◆ WORK TO COMPLETE ◆
Arrange every line of the material below as a numbered list, omitting any blank lines. Leave the pictures out of your answer.

(Annotation data for object locations)
• • • •

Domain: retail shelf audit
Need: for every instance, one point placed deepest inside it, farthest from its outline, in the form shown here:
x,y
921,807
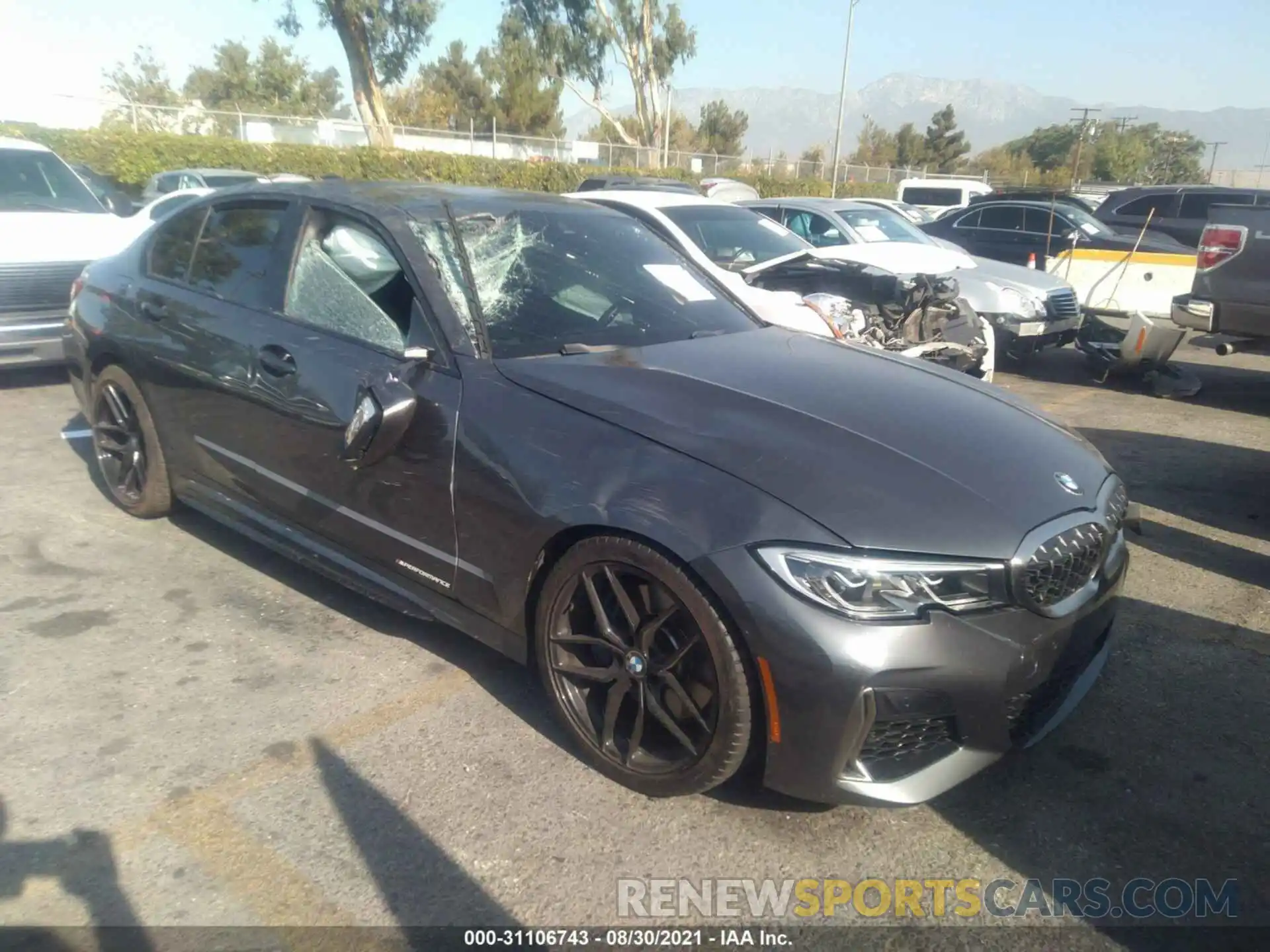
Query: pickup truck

• • • •

◆ CORRECT RESULT ◆
1. Domain: retail shelf audit
2. Need: for every instance, one point placed deepest inside it, farthest from its outline, in the form shown here:
3. x,y
4. 921,807
5. Query: pickup truck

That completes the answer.